PROBLEM TO WORK ON: Count the lines below that contain the word "pole". Reply with the number alone.

INFORMATION SHOWN:

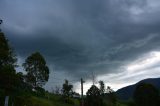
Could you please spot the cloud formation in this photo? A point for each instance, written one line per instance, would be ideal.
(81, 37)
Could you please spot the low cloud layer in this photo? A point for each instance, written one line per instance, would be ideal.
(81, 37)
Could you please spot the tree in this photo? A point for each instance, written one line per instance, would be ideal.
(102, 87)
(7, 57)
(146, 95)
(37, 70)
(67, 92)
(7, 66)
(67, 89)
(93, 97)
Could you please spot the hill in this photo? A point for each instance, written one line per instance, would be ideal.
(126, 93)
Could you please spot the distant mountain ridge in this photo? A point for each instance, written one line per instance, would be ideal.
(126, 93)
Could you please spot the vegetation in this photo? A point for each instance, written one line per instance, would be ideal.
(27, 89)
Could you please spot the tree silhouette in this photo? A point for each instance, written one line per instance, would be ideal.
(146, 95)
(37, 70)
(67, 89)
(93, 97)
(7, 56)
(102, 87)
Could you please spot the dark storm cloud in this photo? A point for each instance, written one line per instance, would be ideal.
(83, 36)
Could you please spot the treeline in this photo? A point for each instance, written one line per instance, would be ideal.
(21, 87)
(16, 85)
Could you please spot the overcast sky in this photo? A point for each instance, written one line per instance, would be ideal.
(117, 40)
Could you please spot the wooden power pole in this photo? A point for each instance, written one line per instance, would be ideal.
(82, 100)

---

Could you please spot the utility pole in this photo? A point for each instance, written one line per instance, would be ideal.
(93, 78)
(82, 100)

...

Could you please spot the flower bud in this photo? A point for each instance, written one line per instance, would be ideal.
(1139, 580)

SOLUTION TO THE EXERCISE: 2